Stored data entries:
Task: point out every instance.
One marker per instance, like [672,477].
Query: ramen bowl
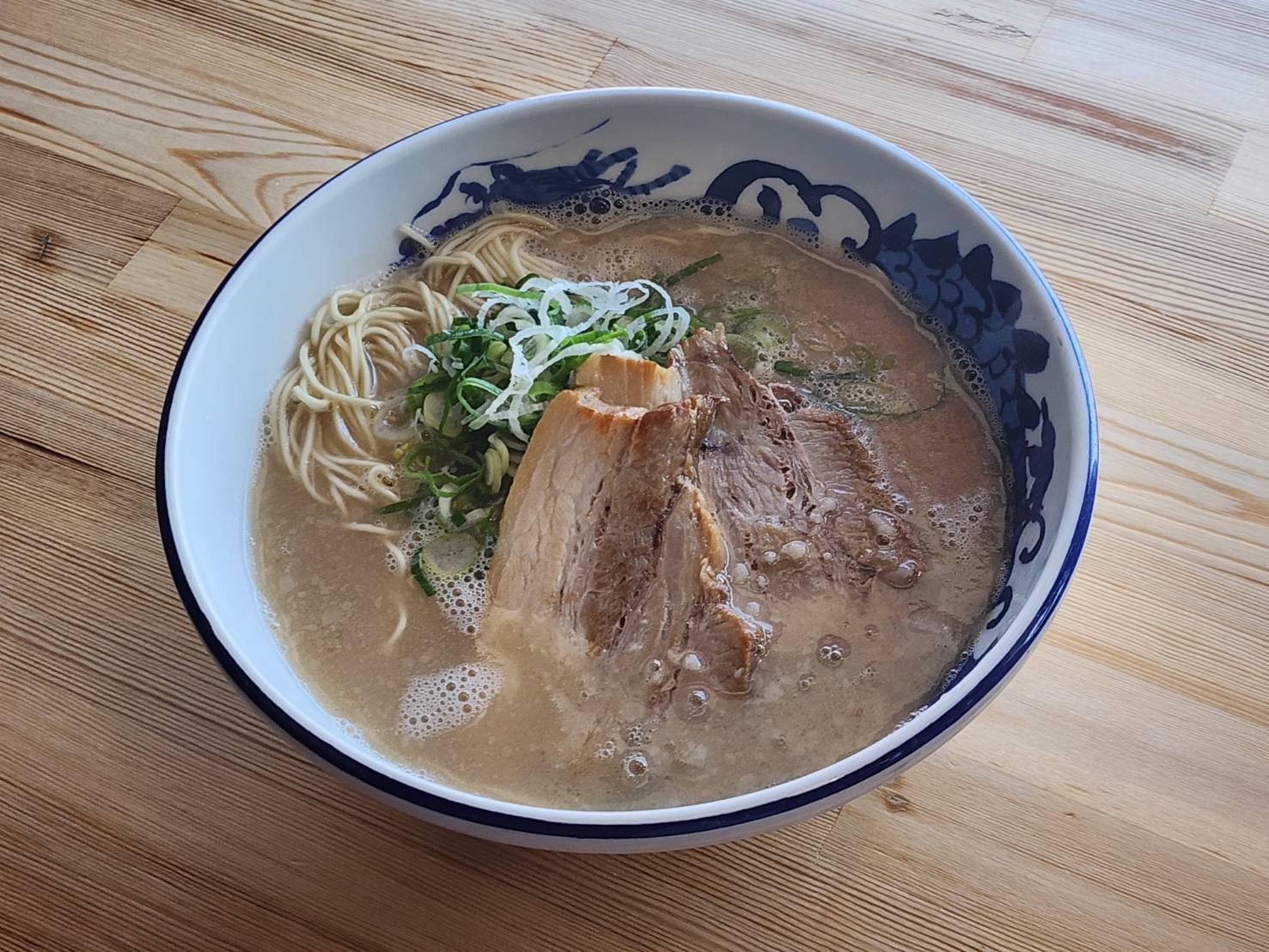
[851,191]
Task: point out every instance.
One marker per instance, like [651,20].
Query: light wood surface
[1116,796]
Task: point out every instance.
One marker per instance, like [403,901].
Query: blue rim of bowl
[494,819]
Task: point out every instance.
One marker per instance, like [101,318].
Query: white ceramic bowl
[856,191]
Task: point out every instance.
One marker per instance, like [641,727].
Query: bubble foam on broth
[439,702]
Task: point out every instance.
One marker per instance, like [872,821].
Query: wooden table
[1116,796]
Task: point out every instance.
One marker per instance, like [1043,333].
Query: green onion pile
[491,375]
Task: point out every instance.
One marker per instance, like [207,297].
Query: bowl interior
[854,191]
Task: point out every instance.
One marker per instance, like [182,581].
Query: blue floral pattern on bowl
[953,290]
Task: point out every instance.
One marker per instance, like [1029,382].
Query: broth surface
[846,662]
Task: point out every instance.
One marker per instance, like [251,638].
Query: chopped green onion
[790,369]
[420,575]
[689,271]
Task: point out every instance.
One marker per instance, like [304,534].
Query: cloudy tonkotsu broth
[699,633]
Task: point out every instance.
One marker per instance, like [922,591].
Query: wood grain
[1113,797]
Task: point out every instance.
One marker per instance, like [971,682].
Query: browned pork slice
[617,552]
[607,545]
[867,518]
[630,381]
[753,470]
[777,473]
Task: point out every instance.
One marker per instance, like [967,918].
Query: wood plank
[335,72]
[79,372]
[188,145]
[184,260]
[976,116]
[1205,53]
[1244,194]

...

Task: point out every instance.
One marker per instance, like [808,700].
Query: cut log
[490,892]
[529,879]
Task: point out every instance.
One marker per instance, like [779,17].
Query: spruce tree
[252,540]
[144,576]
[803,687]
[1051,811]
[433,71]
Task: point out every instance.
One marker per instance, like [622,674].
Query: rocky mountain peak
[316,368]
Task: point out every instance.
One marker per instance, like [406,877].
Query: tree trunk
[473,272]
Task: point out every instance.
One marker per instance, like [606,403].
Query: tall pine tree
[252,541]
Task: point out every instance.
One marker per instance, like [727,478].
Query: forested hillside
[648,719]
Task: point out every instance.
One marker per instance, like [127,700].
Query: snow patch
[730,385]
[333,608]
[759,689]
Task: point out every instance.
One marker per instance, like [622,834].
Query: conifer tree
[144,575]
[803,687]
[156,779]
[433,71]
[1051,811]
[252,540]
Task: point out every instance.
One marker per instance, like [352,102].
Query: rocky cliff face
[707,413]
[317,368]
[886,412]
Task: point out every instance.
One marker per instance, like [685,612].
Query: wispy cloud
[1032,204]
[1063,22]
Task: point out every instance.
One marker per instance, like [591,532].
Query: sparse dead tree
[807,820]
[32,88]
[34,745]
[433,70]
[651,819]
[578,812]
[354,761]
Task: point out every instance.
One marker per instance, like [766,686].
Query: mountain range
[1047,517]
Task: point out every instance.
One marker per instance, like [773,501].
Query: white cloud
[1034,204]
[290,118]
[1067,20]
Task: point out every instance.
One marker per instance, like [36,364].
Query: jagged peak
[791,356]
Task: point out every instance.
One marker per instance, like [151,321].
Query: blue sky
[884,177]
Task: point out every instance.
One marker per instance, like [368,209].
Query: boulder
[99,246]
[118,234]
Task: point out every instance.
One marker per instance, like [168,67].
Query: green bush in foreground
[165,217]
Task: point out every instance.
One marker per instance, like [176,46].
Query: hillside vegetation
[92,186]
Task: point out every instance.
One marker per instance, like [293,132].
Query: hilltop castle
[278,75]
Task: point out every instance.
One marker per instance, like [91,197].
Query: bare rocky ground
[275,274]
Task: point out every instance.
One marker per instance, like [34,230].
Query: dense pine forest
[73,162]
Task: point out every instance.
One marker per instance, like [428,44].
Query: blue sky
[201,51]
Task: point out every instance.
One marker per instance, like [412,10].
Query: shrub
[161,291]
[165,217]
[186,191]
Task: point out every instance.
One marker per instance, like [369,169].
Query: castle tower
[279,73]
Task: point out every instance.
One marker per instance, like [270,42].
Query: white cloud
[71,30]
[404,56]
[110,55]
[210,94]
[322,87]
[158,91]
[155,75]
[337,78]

ASSIGNMENT: Return only the lines between the one holding "Query: white ceramic bowl" and the one holding "One marker per instance, like [207,297].", inclusive, exactly as they appear above.

SOLUTION TO THIS TASK:
Query: white ceramic bowl
[856,191]
Task: point out every instance.
One marker per instance, like [641,727].
Query: bubble foam on broth
[439,702]
Task: point out every instance.
One marker per instance, like [872,821].
Query: wooden table
[1116,796]
Task: point out every instance.
One marker per instance, like [1043,333].
Query: green onion pile
[491,375]
Task: point out every instance.
One marker per instance, like [207,297].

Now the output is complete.